Image location labeling entries
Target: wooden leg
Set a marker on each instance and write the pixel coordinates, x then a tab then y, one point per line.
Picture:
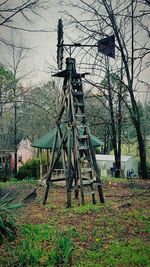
46	193
100	194
68	199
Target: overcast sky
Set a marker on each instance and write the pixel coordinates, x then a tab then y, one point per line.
43	55
43	43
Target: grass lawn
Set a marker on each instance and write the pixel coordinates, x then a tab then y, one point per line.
113	234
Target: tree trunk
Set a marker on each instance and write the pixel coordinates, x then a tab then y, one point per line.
143	166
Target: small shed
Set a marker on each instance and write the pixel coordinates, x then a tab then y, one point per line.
106	164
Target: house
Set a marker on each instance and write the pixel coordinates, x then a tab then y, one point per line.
25	151
106	164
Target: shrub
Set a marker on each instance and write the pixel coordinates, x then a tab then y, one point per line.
31	169
7	228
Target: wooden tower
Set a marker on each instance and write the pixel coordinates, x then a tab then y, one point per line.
73	142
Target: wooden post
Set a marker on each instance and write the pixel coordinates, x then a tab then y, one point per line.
47	167
41	169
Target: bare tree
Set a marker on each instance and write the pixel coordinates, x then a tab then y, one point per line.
128	21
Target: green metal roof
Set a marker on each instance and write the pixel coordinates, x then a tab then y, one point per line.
46	140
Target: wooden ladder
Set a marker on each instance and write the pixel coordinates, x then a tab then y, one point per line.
75	145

Instructions for the task —
Repeat the entries above word for word, from first to last, leaving out the pictures.

Exercise result —
Target: wooden leg
Set a marker on each instance and write the pixel coordinates, x then a tab then y, one point per line.
Picture:
46	193
100	194
68	199
Target: overcast sky
Set a marker on each instance and write the pixel coordinates, x then a tab then y, one point per line.
43	55
43	43
Target: grass lawn
Set a marker on each instance and write the pixel coordinates, x then a tab then y, one point per line.
113	234
Target: tree trunk
Set a marker on each instance and write the pixel coordinates, x then a tab then y, one point per line.
143	166
Target: small shed
Set a marker on each instance and write the pixel coordinates, x then a tab then y, one point per line.
106	164
Target: house
Set a marker on each instance and write the pixel coordinates, x then a tab then y, one point per line.
25	151
106	164
Target: shrub
Set a marker on each instance and write the pixel coordinates, x then a tab then y, one point per line.
31	169
7	228
Target: wooden tower
Set a marker on each instance and write the pixel coordinates, x then a tab then y, one point per line.
73	142
Target: wooden post
Set a marker on each instance and write the pixel coordinates, x then a tab then y, one point per line.
47	167
41	169
Target: bare tree
Set a marker on each instance and write the pixel coordinates, x then a tab then y, one point per line.
128	21
Target: green metal roof
Set a marker on each instance and write the pixel coordinates, x then a tab then y, one point per line.
46	140
Target: wooden ladder
Set a marker on each instance and write the pixel coordinates, x then a tab then y, one point per line.
75	145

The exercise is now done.